▶ EXERCISES TO COMPLETE:
A – Print the part of the semantic web page that opens with the words containing "C.6.3 Describe the" and closes with "have extended possibilities.".
B – Rewrite the paragraph of the semantic web page beginning "To understand this better" as a short bulleted list that keeps its main facts.

━━ PAGE ━━

Option C - Web Science

C.6 [HL] The intelligent web

How the web can be used for gathering collective intelligence, e.g. through the semantic web.

C.6.1 Define the term semantic web

The semantic web, also referred to as the web of data, web 3.0 or linked data web, is an extension of the World Wide Web “in which information is given well-defined meaning, better enabling computers and people to work in cooperation”[1]. It helps computers to read, understand and analyze the information in documents, e.g. through tags and document structure.[2,3]

Summary:

  • Extension of WWW
  • Information is given meaning
  • Meaning of information is readable for computers
  • Computers can perform more complex tasks based on meaning of information

C.6.2 Distinguish between the text-web and the multimedia-web

Text web is text-based information, whereas multimedia web consists of the utilization of a combination of different media, mostly motion video, images, sound or text. Examples of tools used for multimedia include “Adobe Photoshop” for content creation, or “Adobe Flash” for multimedia content display.

Summary:

  • Multimedia web -> uses mixture of media to provide information, e.g. motion video, sound or text
  • Text web consists of plain text information

C.6.3 Describe the aims of the semantic web

The problem with the current web is that information is often difficult to process for machines, because of ambiguity and different data formats. The semantic web aims at expressing information in a way that is unambiguous and easy to process by machines. This way, data should be able to be linked easily across different websites and enterprises, so that the web can become more collaborative. This way the web could be considered a big database, where autonomous agents have extended possibilities.

To understand this better, it can help to look at how a database usually works. A database stores data, which can be added, modified or deleted by users. However, in contrast to normal documents, data are usually stored in a uniform format. The computer can know this format and can therefore perform complex tasks based on these data as it knows the meaning of the data through the given format. The idea of the semantic web is to create something similar on a larger scale, with data from the internet.

The implementation of such a semantic web requires standards among different websites. This includes vocabulary for giving data meaning, but also data formats. One widely used model for formats, specified by the World Wide Web Consortium (W3C), is RDF, short for Resource Description Framework.

RDF (Resource Description Framework)

━━━
━━ DATA EXCERPT ━━

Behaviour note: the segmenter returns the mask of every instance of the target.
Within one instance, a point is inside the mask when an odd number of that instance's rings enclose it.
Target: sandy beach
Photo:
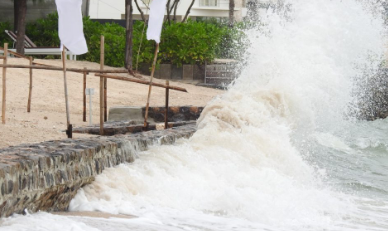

━━━

▶ RESULTS OF THE TASKS:
A –
C.6.3 Describe the aims of the semantic web

The problem with the current web is that information is often difficult to process for machines, because of ambiguity and different data formats. The semantic web aims at expressing information in a way that is unambiguous and easy to process by machines. This way, data should be able to be linked easily across different websites and enterprises, so that the web can become more collaborative. This way the web could be considered a big database, where autonomous agents have extended possibilities.

B –
- A database stores data that users can add, modify or delete.
- Unlike normal documents, the data are usually stored in a uniform format.
- Because the computer knows this format, it knows the meaning of the data and can perform complex tasks with them.
- The semantic web aims to create something similar on a larger scale, using data from the internet.